Text:
★ ★ ★ ★

# ghost fish (knife) and cichlids???



## air4ceguy06 (Dec 28, 2008)

I'm new to the forum but not to new to the cichlid world..I've had a couple of tanks but never got a chance mix the fish in tanks.

Would ghost fish and cichlids (lake mawali) be able to stay in the same tank together? I'm about to invest in a 55 gallon tank, largest one for me to own as of yet.

Also if anyone one could help, i just moved to texas and the water is much different then where im from. I cant seem to get a handle on my ammonia levels here. They stay in the area of .25 - 1.0 and I've tried ammonia (tank buddies) and cant seem have help with that either.. Any ideas ???


----------



## Fogelhund (Dec 3, 2002)

Knifes and Malawi cichlids are not the best mix. I would recommend against it.


----------



## air4ceguy06 (Dec 28, 2008)

★ ★ ★ ★

Saved entries

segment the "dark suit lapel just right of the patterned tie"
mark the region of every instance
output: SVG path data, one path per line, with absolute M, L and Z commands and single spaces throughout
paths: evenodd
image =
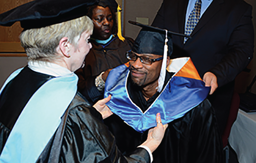
M 213 0 L 210 6 L 207 8 L 207 10 L 204 12 L 202 17 L 200 18 L 196 28 L 192 32 L 191 36 L 196 34 L 209 20 L 212 19 L 212 17 L 221 10 L 221 3 L 223 3 L 224 0 Z

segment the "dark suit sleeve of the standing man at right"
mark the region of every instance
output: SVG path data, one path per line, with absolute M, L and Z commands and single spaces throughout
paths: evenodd
M 209 70 L 217 77 L 219 87 L 234 80 L 250 63 L 253 58 L 253 48 L 252 6 L 248 6 L 230 36 L 227 44 L 227 54 L 222 58 L 221 62 Z

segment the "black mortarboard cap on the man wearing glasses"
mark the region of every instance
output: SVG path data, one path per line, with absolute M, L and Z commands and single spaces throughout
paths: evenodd
M 133 52 L 138 54 L 163 55 L 163 50 L 164 50 L 163 47 L 165 46 L 165 39 L 166 39 L 166 30 L 156 28 L 153 26 L 140 24 L 138 22 L 133 22 L 133 21 L 128 21 L 128 22 L 142 27 L 142 30 L 140 31 L 139 35 L 137 36 L 133 44 L 133 47 L 132 47 Z M 167 38 L 168 38 L 167 56 L 171 56 L 173 51 L 172 35 L 187 37 L 184 34 L 167 31 Z

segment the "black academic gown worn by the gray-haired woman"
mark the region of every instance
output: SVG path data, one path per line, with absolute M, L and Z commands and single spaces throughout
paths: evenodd
M 0 153 L 28 100 L 51 78 L 25 67 L 5 86 L 0 95 Z M 37 162 L 150 162 L 150 155 L 137 148 L 123 156 L 101 114 L 76 93 Z

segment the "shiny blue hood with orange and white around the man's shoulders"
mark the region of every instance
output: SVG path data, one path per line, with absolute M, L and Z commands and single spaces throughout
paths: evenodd
M 190 58 L 183 58 L 180 65 L 182 67 L 175 70 L 176 73 L 144 113 L 131 101 L 127 91 L 129 64 L 116 67 L 110 71 L 105 83 L 104 96 L 112 96 L 106 105 L 138 132 L 155 127 L 158 112 L 162 124 L 182 117 L 207 97 L 210 87 L 204 86 Z

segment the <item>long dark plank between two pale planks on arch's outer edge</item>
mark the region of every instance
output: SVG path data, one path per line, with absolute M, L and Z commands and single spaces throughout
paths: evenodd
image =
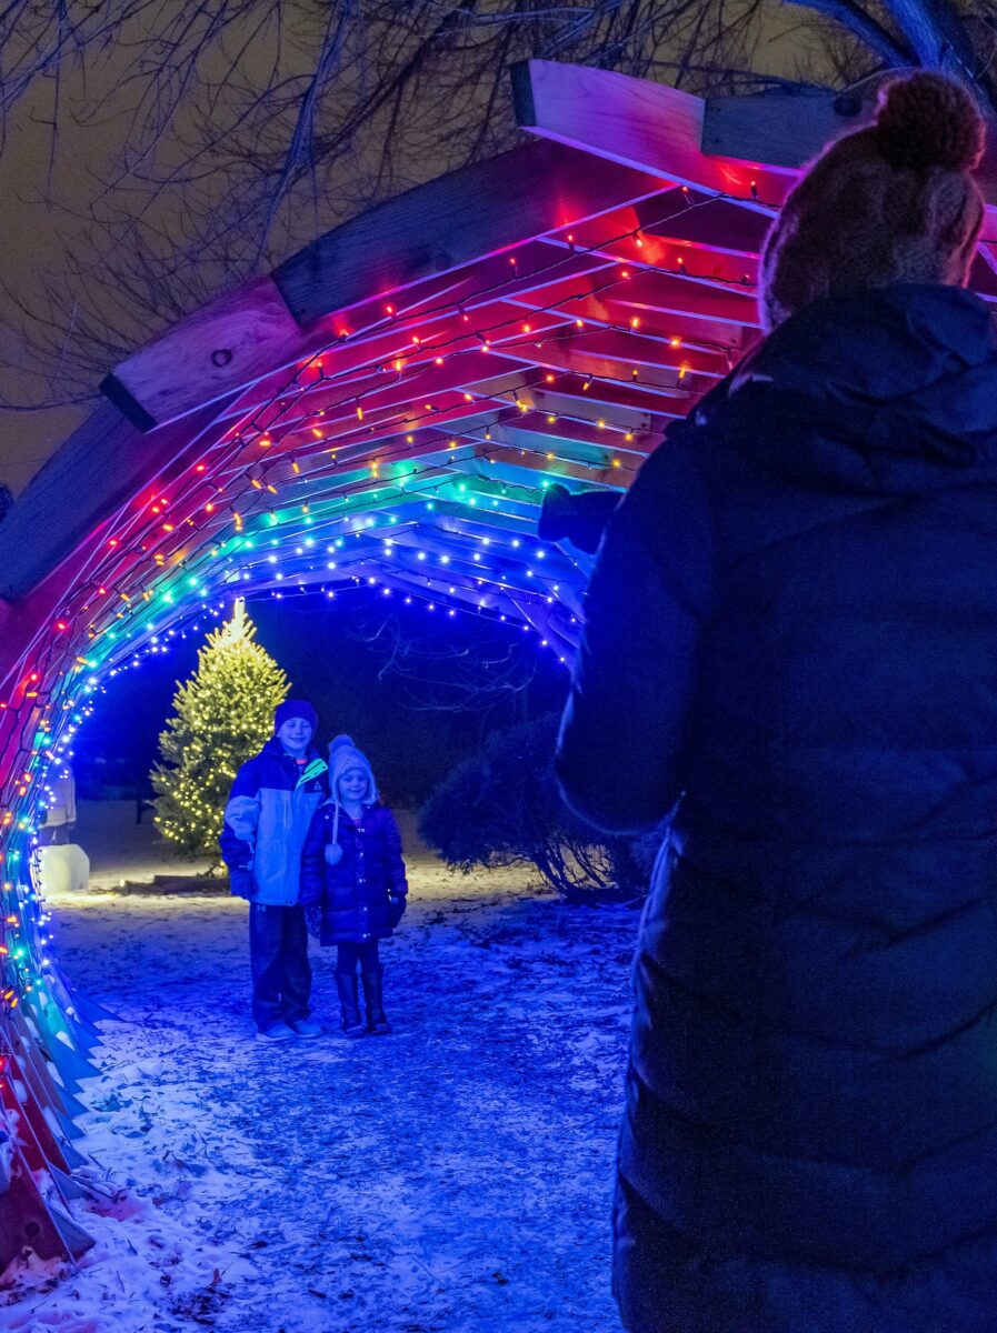
M 273 279 L 295 319 L 308 324 L 662 188 L 653 172 L 525 144 L 368 209 L 292 256 Z

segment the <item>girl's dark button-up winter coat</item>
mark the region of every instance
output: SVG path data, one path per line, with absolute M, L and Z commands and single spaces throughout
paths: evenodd
M 301 893 L 321 898 L 320 944 L 365 944 L 385 940 L 405 910 L 405 862 L 395 816 L 383 805 L 368 805 L 355 821 L 340 808 L 339 844 L 343 860 L 329 865 L 336 806 L 319 806 L 301 854 Z

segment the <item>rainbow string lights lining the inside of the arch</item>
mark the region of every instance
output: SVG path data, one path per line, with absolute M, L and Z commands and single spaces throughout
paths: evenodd
M 716 272 L 690 272 L 684 259 L 656 264 L 646 253 L 665 244 L 652 235 L 656 227 L 712 203 L 744 200 L 700 200 L 685 189 L 662 193 L 669 208 L 660 219 L 589 247 L 578 241 L 580 228 L 557 229 L 542 240 L 564 244 L 566 251 L 529 272 L 513 253 L 501 276 L 461 291 L 460 297 L 455 291 L 461 283 L 451 281 L 436 304 L 427 304 L 415 284 L 405 301 L 383 303 L 355 329 L 333 319 L 333 336 L 273 384 L 264 401 L 252 401 L 259 387 L 247 391 L 243 416 L 228 420 L 232 409 L 227 409 L 217 431 L 192 441 L 80 551 L 52 623 L 33 636 L 13 689 L 8 684 L 8 697 L 0 700 L 0 745 L 13 758 L 0 814 L 7 950 L 0 953 L 5 988 L 0 997 L 5 1004 L 13 1006 L 47 984 L 47 956 L 36 948 L 44 936 L 27 928 L 28 906 L 35 910 L 35 926 L 41 906 L 23 860 L 44 806 L 45 769 L 67 756 L 101 676 L 141 660 L 143 653 L 165 651 L 161 636 L 189 619 L 192 607 L 199 615 L 219 615 L 224 605 L 219 597 L 231 596 L 236 583 L 240 592 L 269 589 L 277 597 L 289 588 L 300 593 L 319 587 L 336 596 L 344 583 L 381 587 L 384 596 L 401 596 L 409 604 L 423 600 L 431 615 L 456 615 L 467 607 L 468 613 L 520 624 L 537 635 L 538 647 L 564 660 L 562 649 L 577 627 L 586 561 L 544 552 L 549 564 L 537 569 L 540 557 L 530 561 L 522 537 L 501 540 L 476 532 L 471 519 L 497 511 L 499 528 L 508 532 L 512 525 L 513 532 L 525 533 L 542 489 L 553 480 L 577 475 L 589 484 L 622 489 L 648 444 L 640 439 L 646 432 L 634 431 L 629 417 L 613 420 L 613 393 L 625 385 L 644 395 L 648 408 L 641 416 L 654 435 L 669 415 L 681 415 L 704 376 L 716 380 L 726 372 L 730 345 L 669 336 L 665 313 L 616 321 L 577 311 L 580 303 L 590 307 L 610 296 L 636 273 L 684 279 L 690 287 L 737 287 L 745 297 L 753 295 L 748 275 L 734 283 Z M 604 260 L 608 249 L 625 244 L 634 251 L 632 260 Z M 522 249 L 534 245 L 524 243 Z M 499 259 L 479 267 L 495 273 Z M 541 292 L 528 312 L 501 309 L 505 297 L 536 293 L 561 279 L 569 289 L 549 300 Z M 694 309 L 689 313 L 694 319 Z M 629 367 L 625 379 L 544 365 L 545 351 L 548 360 L 565 348 L 574 355 L 586 340 L 605 335 L 648 347 L 650 365 L 660 367 L 674 352 L 673 380 L 662 383 L 640 365 Z M 387 356 L 392 349 L 396 355 Z M 500 367 L 510 363 L 509 383 L 496 384 L 501 375 L 485 376 L 476 365 L 465 385 L 455 375 L 441 395 L 423 392 L 427 375 L 455 363 L 460 369 L 461 359 L 481 356 Z M 606 357 L 598 352 L 594 360 Z M 593 415 L 581 407 L 545 411 L 537 401 L 538 393 L 552 392 L 584 404 L 593 387 L 609 399 Z M 385 389 L 392 391 L 388 399 Z M 666 411 L 669 401 L 676 403 L 674 413 Z M 638 412 L 632 404 L 626 411 Z M 451 433 L 439 429 L 448 417 Z M 495 469 L 501 480 L 477 475 L 479 467 Z M 534 480 L 528 483 L 524 476 L 530 472 Z M 332 475 L 335 487 L 329 485 Z M 295 492 L 308 499 L 295 500 Z M 433 499 L 427 500 L 427 493 Z M 436 504 L 464 516 L 455 519 L 453 536 L 465 557 L 441 541 L 443 511 L 433 511 Z M 413 505 L 427 508 L 413 517 Z M 351 524 L 360 527 L 351 531 Z M 412 541 L 387 536 L 392 528 L 403 528 Z M 317 559 L 320 552 L 328 557 L 341 551 L 336 543 L 347 540 L 360 541 L 355 557 Z M 276 553 L 267 549 L 268 541 L 277 544 Z M 574 609 L 565 612 L 565 607 Z

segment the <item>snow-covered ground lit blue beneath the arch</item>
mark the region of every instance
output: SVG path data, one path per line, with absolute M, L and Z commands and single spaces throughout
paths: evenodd
M 96 884 L 151 877 L 115 853 L 101 878 L 89 850 Z M 636 909 L 409 860 L 384 949 L 396 1030 L 357 1042 L 333 1026 L 317 949 L 329 1034 L 253 1040 L 239 901 L 55 902 L 68 976 L 119 1020 L 81 1144 L 103 1193 L 75 1205 L 97 1245 L 76 1273 L 8 1272 L 0 1328 L 618 1329 L 608 1212 Z

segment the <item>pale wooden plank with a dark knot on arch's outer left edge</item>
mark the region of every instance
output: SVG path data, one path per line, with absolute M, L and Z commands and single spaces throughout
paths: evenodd
M 103 392 L 143 431 L 216 403 L 316 345 L 271 277 L 209 301 L 115 367 Z

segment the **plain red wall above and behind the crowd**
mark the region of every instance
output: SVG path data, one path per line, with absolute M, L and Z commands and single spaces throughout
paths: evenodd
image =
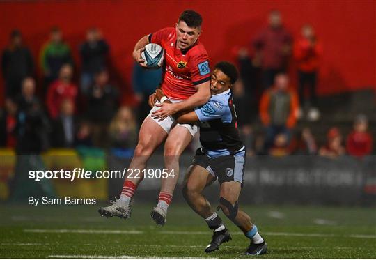
M 136 40 L 164 26 L 173 26 L 182 10 L 203 15 L 202 42 L 212 63 L 232 59 L 234 45 L 246 45 L 264 26 L 269 10 L 281 10 L 294 36 L 313 24 L 324 46 L 320 95 L 376 86 L 375 1 L 24 1 L 0 3 L 0 47 L 13 28 L 38 61 L 49 29 L 58 25 L 79 62 L 77 47 L 90 26 L 102 29 L 111 45 L 111 60 L 123 82 L 130 82 Z M 2 89 L 3 81 L 0 82 Z M 130 89 L 123 86 L 125 89 Z M 2 93 L 2 91 L 1 91 Z

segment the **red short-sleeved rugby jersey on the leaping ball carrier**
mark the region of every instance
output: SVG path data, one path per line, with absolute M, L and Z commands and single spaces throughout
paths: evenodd
M 210 80 L 209 56 L 197 42 L 189 49 L 176 48 L 176 29 L 168 27 L 149 35 L 150 43 L 164 49 L 162 91 L 173 100 L 185 100 L 196 93 L 194 86 Z

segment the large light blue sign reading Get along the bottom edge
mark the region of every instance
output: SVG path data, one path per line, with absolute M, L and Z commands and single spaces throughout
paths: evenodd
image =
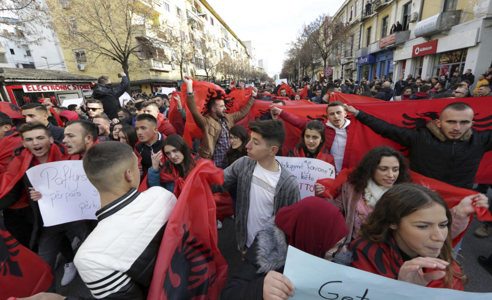
M 485 300 L 492 293 L 427 288 L 332 263 L 289 246 L 283 274 L 294 284 L 292 299 Z M 291 297 L 289 297 L 291 299 Z

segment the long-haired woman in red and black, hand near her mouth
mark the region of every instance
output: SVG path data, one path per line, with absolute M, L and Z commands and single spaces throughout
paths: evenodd
M 463 290 L 454 259 L 452 215 L 437 193 L 418 184 L 389 189 L 353 241 L 352 266 L 421 286 Z

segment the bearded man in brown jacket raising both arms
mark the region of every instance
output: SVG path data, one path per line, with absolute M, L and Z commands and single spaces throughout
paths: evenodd
M 187 86 L 188 109 L 196 125 L 203 132 L 198 154 L 201 158 L 212 159 L 217 167 L 227 167 L 226 152 L 231 146 L 229 129 L 250 111 L 258 90 L 253 88 L 250 100 L 241 110 L 231 114 L 226 113 L 227 108 L 223 99 L 212 98 L 207 104 L 209 115 L 202 116 L 196 107 L 192 79 L 185 76 L 183 82 Z

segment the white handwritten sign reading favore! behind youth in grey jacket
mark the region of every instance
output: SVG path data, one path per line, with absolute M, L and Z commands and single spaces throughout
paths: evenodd
M 315 196 L 314 183 L 318 179 L 335 178 L 335 167 L 326 161 L 307 157 L 275 156 L 282 168 L 289 170 L 299 182 L 301 199 Z

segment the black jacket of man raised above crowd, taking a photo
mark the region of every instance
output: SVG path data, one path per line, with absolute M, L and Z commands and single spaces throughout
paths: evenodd
M 121 108 L 118 98 L 125 93 L 129 84 L 130 79 L 128 76 L 123 76 L 121 78 L 121 84 L 114 88 L 111 83 L 96 83 L 94 85 L 92 98 L 103 102 L 104 112 L 108 115 L 109 119 L 118 118 L 118 109 Z

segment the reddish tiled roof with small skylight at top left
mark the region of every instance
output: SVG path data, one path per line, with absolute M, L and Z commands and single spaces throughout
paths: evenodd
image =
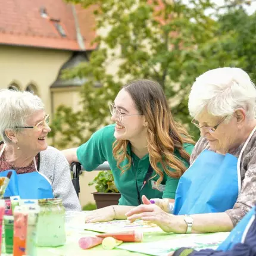
M 44 8 L 48 17 L 42 17 Z M 75 7 L 85 49 L 94 49 L 95 21 L 92 8 Z M 61 36 L 55 27 L 63 27 Z M 42 48 L 83 50 L 77 42 L 77 30 L 72 5 L 64 0 L 0 0 L 0 44 L 35 46 Z

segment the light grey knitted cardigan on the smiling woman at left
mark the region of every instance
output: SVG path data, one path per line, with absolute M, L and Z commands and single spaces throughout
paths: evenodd
M 81 211 L 81 205 L 71 182 L 70 167 L 64 155 L 48 146 L 40 152 L 40 173 L 51 181 L 55 198 L 61 198 L 66 211 Z

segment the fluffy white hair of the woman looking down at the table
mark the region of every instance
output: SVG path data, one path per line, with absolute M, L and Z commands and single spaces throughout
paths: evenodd
M 223 117 L 243 108 L 246 117 L 255 117 L 256 88 L 241 68 L 223 67 L 197 77 L 189 94 L 189 113 L 196 117 L 204 107 L 208 113 Z

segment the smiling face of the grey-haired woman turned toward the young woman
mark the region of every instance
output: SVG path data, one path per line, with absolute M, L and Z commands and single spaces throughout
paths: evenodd
M 27 126 L 36 126 L 45 118 L 45 111 L 39 110 L 27 118 Z M 41 128 L 41 129 L 40 129 Z M 17 143 L 21 150 L 38 154 L 47 148 L 46 136 L 51 132 L 50 127 L 44 123 L 36 128 L 25 128 L 17 134 Z

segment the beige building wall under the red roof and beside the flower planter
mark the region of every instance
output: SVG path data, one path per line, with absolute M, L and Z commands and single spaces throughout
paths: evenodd
M 38 90 L 38 95 L 46 107 L 46 113 L 51 113 L 51 101 L 54 109 L 65 104 L 78 110 L 79 88 L 53 89 L 51 98 L 50 86 L 55 81 L 62 65 L 68 61 L 73 52 L 52 49 L 25 48 L 0 45 L 0 89 L 8 88 L 17 83 L 20 89 L 26 89 L 32 83 Z M 52 113 L 51 113 L 52 114 Z M 90 194 L 95 188 L 88 182 L 98 172 L 85 173 L 80 180 L 80 202 L 82 205 L 94 202 Z

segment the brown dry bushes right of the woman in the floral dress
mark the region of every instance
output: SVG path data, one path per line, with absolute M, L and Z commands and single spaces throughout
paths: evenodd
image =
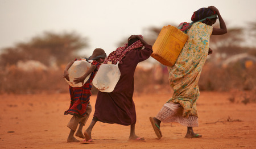
M 199 80 L 200 90 L 229 91 L 256 89 L 256 65 L 244 68 L 239 63 L 226 68 L 205 64 Z

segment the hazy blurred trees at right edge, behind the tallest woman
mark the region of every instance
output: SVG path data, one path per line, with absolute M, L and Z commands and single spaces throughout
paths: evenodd
M 249 23 L 247 28 L 228 28 L 225 35 L 210 36 L 210 47 L 214 53 L 209 56 L 210 60 L 220 62 L 240 53 L 256 56 L 255 31 L 256 22 Z

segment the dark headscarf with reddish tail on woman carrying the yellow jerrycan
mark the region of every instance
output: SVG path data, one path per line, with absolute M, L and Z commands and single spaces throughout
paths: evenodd
M 201 8 L 193 13 L 193 15 L 191 16 L 191 20 L 192 20 L 191 23 L 187 23 L 187 22 L 180 23 L 177 28 L 187 33 L 187 30 L 191 28 L 193 23 L 196 23 L 196 22 L 205 23 L 206 19 L 213 19 L 213 18 L 217 18 L 217 14 L 215 11 L 208 8 Z

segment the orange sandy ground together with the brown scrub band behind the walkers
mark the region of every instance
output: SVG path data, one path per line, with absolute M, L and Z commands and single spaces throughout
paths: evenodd
M 0 72 L 0 148 L 255 148 L 256 66 L 228 68 L 205 64 L 197 102 L 200 139 L 184 139 L 186 127 L 178 123 L 162 125 L 163 138 L 156 139 L 148 117 L 155 116 L 172 96 L 168 72 L 141 69 L 135 72 L 134 102 L 136 133 L 144 142 L 128 142 L 130 128 L 97 123 L 96 144 L 67 143 L 66 127 L 71 115 L 64 66 L 55 70 L 24 72 L 11 65 Z M 93 88 L 94 110 L 97 90 Z M 93 113 L 93 112 L 92 112 Z M 90 116 L 84 130 L 92 120 Z M 81 140 L 81 139 L 80 139 Z

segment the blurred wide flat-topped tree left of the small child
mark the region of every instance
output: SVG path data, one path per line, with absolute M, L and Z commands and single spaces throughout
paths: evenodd
M 16 64 L 19 60 L 38 60 L 48 66 L 52 63 L 67 64 L 77 56 L 80 49 L 87 46 L 86 38 L 76 32 L 44 32 L 42 36 L 35 36 L 27 43 L 4 48 L 0 55 L 0 64 L 2 68 Z

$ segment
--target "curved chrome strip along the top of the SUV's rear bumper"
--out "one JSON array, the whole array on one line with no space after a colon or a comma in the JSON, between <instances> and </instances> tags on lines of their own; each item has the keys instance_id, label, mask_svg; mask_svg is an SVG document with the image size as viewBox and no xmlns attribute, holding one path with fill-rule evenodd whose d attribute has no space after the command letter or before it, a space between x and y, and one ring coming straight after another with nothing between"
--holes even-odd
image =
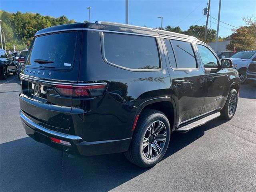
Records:
<instances>
[{"instance_id":1,"label":"curved chrome strip along the top of the SUV's rear bumper","mask_svg":"<svg viewBox=\"0 0 256 192\"><path fill-rule=\"evenodd\" d=\"M24 124L26 124L26 126L34 129L34 130L40 130L42 132L45 132L45 133L48 133L48 134L51 134L53 136L57 136L57 137L61 137L61 138L65 138L65 139L70 139L70 140L82 140L81 137L79 136L75 136L75 135L68 135L68 134L64 134L64 133L60 133L60 132L56 132L56 131L52 131L52 130L49 130L49 129L46 129L38 124L36 124L35 122L33 122L32 120L30 120L29 118L27 118L23 113L22 111L20 111L20 118L22 120L22 122Z\"/></svg>"}]
</instances>

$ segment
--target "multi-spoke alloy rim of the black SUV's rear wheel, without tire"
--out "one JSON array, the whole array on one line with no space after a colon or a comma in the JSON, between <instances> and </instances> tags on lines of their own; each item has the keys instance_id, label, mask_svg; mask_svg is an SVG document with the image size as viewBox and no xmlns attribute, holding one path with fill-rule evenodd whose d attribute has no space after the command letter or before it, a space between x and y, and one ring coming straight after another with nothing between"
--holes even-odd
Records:
<instances>
[{"instance_id":1,"label":"multi-spoke alloy rim of the black SUV's rear wheel, without tire","mask_svg":"<svg viewBox=\"0 0 256 192\"><path fill-rule=\"evenodd\" d=\"M142 152L146 159L156 158L163 150L166 142L166 126L162 121L154 121L148 126L142 141Z\"/></svg>"}]
</instances>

★ ★ ★ ★

Work instructions:
1: Translate this sentence from the fish forum thread into Spanish: "Knifes and Malawi cichlids are not the best mix."
2: Write the next part of the fish forum thread, picking up right after the last line shown.

Your written answers:
1: Los peces cuchillo y los cíclidos de Malawi no son la mejor combinación.

2:
thanks that helps alot..My wife loves those darn things and insisted they would do ok.. I'm still having trouble with my ammonia. Does drift wood or plants do anything to ammonia?


----------



## xalow (May 10, 2007)

I agree that a knife fish would not go with African cichlids. I also would add that they aren't really suitable for a 55 gallon tank in the long term either as they get very big.

Having ammonia in your tank is a sign that your tank is not cycled properly, check out one of the website's articles on cycling: http://www.cichlid-forum.com/articles/cycling.php

Decaying plant matter will add to ammonia but its not an issue in a cycled aquarium. However since said this has been a problem since moving to Texas you may want to test your water right out of the tap for nitrates though having ammonia in there wouldn't really be a common occurrence.


----------



## css virginia (Jan 29, 2007)

I agree that both the Black Knife Fish and the African Knife Fish are not recommended with Mbuna. I had them both with Mbuna and neither survived. 8)


----------



## air4ceguy06 (Dec 28, 2008)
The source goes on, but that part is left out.